Work to complete: Copy out each of the following lines with no changes.

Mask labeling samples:
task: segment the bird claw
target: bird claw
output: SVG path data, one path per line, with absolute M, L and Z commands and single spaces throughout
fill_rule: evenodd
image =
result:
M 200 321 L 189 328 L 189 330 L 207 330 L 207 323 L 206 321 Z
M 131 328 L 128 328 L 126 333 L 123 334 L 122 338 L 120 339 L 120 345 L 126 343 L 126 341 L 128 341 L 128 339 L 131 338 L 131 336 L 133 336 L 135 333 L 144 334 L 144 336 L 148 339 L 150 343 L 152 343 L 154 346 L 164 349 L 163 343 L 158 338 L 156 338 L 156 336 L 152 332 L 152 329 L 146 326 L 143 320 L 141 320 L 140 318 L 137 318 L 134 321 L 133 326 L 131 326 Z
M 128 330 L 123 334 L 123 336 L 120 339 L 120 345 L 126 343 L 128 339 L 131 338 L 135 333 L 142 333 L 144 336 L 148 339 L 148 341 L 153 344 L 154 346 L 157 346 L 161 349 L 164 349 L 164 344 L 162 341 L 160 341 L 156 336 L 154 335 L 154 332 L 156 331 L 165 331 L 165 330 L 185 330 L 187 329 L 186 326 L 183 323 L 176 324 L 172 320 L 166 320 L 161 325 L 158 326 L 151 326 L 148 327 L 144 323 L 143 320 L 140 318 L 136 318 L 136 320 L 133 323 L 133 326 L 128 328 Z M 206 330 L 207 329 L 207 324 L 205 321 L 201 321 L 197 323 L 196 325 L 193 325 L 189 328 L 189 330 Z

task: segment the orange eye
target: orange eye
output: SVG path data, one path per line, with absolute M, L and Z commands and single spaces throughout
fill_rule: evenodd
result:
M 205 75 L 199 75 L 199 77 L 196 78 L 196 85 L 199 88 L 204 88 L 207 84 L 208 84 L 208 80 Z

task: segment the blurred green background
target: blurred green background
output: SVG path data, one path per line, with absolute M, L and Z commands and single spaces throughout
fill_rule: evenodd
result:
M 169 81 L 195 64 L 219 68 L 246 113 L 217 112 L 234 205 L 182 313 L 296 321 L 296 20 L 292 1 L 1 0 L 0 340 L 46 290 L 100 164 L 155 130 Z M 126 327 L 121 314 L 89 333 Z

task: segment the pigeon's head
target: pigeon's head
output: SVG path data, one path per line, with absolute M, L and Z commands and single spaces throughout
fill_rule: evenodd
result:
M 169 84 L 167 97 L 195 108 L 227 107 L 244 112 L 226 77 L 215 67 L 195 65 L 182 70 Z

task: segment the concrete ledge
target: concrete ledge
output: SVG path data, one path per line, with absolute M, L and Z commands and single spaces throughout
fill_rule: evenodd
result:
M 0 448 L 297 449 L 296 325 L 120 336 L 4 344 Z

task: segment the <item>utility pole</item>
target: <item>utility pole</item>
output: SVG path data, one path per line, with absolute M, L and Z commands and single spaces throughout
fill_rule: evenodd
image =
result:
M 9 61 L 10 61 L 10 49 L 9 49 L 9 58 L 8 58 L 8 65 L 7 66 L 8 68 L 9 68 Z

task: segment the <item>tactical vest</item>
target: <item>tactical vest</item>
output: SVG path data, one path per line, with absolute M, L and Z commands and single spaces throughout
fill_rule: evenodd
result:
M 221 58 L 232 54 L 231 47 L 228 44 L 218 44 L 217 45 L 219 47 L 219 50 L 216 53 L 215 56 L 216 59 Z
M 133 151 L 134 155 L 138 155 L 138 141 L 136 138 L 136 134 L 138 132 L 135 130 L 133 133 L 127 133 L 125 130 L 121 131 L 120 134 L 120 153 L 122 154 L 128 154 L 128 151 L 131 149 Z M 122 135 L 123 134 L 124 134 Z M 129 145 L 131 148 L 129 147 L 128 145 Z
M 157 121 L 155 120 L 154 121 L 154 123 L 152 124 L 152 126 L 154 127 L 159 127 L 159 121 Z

Output below:
task: segment the bird claw
target: bird claw
output: SVG path data, one path per line, with absolute M, L and Z commands and single spaces throughout
fill_rule: evenodd
image =
result:
M 200 321 L 189 328 L 189 330 L 207 330 L 207 323 L 206 321 Z
M 131 328 L 128 328 L 126 333 L 123 334 L 122 338 L 120 339 L 120 345 L 126 343 L 126 341 L 128 341 L 128 339 L 131 338 L 131 336 L 133 336 L 135 333 L 144 334 L 144 336 L 148 339 L 150 343 L 152 343 L 154 346 L 164 349 L 163 343 L 158 338 L 156 338 L 156 336 L 152 332 L 152 329 L 146 326 L 143 320 L 141 320 L 140 318 L 137 318 L 134 321 L 133 326 L 131 326 Z
M 128 330 L 123 334 L 123 336 L 120 339 L 120 345 L 126 343 L 128 339 L 131 338 L 135 333 L 142 333 L 144 336 L 148 339 L 148 341 L 153 344 L 154 346 L 157 346 L 161 349 L 164 349 L 164 344 L 162 341 L 160 341 L 156 336 L 154 335 L 154 332 L 156 331 L 165 331 L 165 330 L 185 330 L 187 329 L 186 326 L 183 323 L 176 324 L 172 320 L 166 320 L 161 325 L 158 326 L 151 326 L 148 327 L 144 323 L 143 320 L 140 318 L 136 318 L 136 320 L 133 323 L 133 326 L 128 328 Z M 206 330 L 207 329 L 207 324 L 205 321 L 201 321 L 197 323 L 196 325 L 193 325 L 189 328 L 189 330 Z

task: segment the orange eye
target: orange eye
output: SVG path data, one path per line, with absolute M, L and Z commands and single spaces throughout
fill_rule: evenodd
result:
M 205 75 L 199 75 L 199 77 L 196 78 L 196 85 L 199 88 L 204 88 L 207 84 L 208 84 L 208 80 Z

task: segment the blurred green background
target: blurred green background
output: SVG path data, one path per line, with absolute M, L and Z commands and single spaces throughout
fill_rule: evenodd
result:
M 169 81 L 195 64 L 219 68 L 246 113 L 217 112 L 234 205 L 182 313 L 296 321 L 296 20 L 292 1 L 1 0 L 0 340 L 46 290 L 100 164 L 155 130 Z M 126 327 L 121 314 L 89 333 Z

task: segment the pigeon's head
target: pigeon's head
output: SVG path data, one path per line, with absolute M, L and Z commands and single spaces throughout
fill_rule: evenodd
result:
M 169 84 L 167 97 L 195 108 L 227 107 L 244 112 L 226 77 L 215 67 L 195 65 L 182 70 Z

task: segment the concrete ledge
target: concrete ledge
output: SVG path data, one path per line, with absolute M, L and Z commands and single spaces throughout
fill_rule: evenodd
result:
M 0 448 L 297 449 L 296 325 L 120 336 L 4 344 Z

task: segment the <item>utility pole</item>
target: <item>utility pole</item>
output: SVG path data, one path per line, with absolute M, L and Z commands and single spaces throughout
fill_rule: evenodd
image =
result:
M 9 61 L 10 61 L 10 49 L 9 49 L 9 58 L 8 58 L 8 65 L 7 66 L 8 68 L 9 68 Z

task: segment the <item>tactical vest</item>
target: <item>tactical vest</item>
output: SVG path data, one path per line, with absolute M, L and Z commands and single spaces throughout
fill_rule: evenodd
result:
M 221 58 L 232 54 L 231 47 L 228 44 L 218 44 L 217 45 L 219 47 L 219 50 L 216 53 L 215 56 L 216 59 Z
M 133 151 L 134 155 L 138 155 L 138 141 L 136 138 L 136 134 L 138 132 L 135 130 L 133 133 L 127 133 L 125 130 L 121 131 L 120 134 L 120 153 L 122 154 L 128 154 L 128 151 L 131 149 Z M 122 135 L 123 134 L 124 134 Z M 129 145 L 131 148 L 129 147 L 128 145 Z
M 157 121 L 155 120 L 154 121 L 154 123 L 152 124 L 152 126 L 154 127 L 159 127 L 159 121 Z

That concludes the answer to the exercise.